Using the material below, return exactly the lines between the one holding "Identify each front" and the one holding "Identify each distant", inclusive, and no others.
════════════════════
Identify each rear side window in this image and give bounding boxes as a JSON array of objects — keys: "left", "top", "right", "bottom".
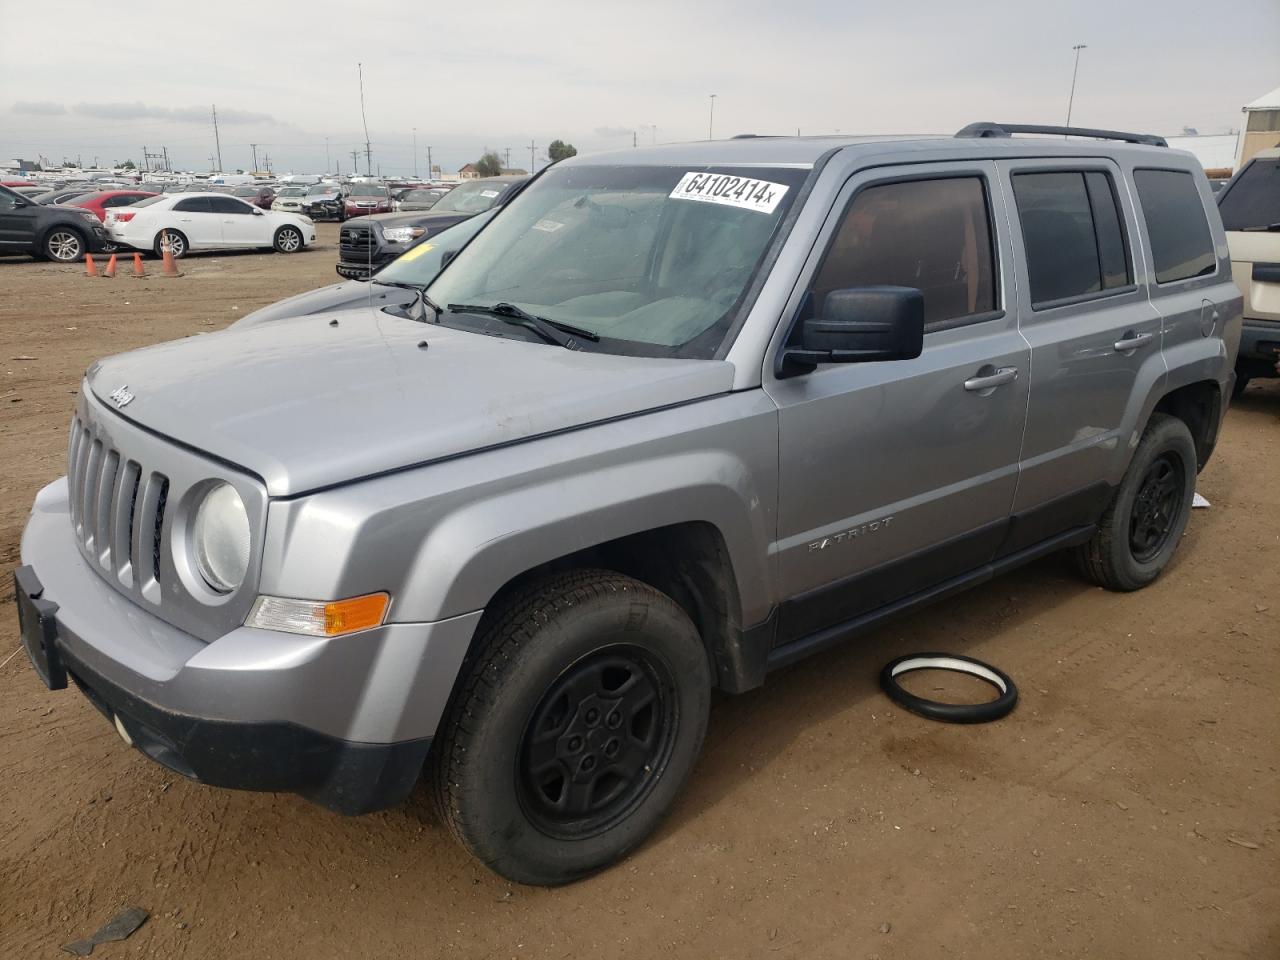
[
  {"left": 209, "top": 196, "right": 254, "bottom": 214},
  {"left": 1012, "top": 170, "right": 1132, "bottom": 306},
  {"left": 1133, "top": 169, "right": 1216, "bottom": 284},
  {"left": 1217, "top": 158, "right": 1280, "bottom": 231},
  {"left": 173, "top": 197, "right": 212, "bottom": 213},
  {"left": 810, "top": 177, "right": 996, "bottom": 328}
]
════════════════════
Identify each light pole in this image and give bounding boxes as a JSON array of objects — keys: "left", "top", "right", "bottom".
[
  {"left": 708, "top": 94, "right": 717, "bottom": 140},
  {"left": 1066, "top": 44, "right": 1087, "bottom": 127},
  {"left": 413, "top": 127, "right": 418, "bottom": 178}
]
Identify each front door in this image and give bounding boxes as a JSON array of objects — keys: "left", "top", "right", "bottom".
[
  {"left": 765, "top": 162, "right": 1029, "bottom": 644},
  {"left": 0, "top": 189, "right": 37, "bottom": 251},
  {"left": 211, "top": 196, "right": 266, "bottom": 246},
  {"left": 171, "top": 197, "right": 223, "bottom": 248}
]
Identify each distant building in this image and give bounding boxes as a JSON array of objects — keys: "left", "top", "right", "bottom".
════════════════════
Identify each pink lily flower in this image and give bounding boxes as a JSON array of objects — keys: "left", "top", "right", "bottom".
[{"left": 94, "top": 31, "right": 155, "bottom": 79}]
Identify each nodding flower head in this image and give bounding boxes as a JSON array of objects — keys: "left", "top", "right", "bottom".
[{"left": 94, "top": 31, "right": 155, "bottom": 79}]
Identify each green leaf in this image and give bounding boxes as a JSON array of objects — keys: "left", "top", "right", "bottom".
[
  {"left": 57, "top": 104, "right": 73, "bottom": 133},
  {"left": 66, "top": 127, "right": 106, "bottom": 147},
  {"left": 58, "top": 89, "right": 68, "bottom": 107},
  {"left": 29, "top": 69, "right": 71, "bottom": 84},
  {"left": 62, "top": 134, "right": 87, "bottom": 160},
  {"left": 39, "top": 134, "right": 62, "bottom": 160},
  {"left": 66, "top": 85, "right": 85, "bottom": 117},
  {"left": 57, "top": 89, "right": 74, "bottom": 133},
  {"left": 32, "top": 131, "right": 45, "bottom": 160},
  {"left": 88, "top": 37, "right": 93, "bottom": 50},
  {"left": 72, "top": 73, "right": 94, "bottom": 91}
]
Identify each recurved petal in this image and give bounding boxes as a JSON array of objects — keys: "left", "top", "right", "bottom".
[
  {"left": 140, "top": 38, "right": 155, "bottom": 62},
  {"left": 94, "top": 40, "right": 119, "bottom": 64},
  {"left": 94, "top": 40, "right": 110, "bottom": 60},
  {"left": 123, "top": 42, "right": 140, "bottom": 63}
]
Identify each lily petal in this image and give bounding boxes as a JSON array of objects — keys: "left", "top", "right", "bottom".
════════════════════
* OUTPUT BELOW
Identify each front door in this image and give bounding boxes as a JSON array of objects — keys: "left", "top", "right", "bottom".
[
  {"left": 765, "top": 162, "right": 1029, "bottom": 644},
  {"left": 0, "top": 189, "right": 37, "bottom": 251},
  {"left": 211, "top": 196, "right": 266, "bottom": 246},
  {"left": 171, "top": 197, "right": 223, "bottom": 248}
]
Identify each distant building in this image and give bounding boxes as a JSON array of objects — keys: "left", "top", "right", "bottom".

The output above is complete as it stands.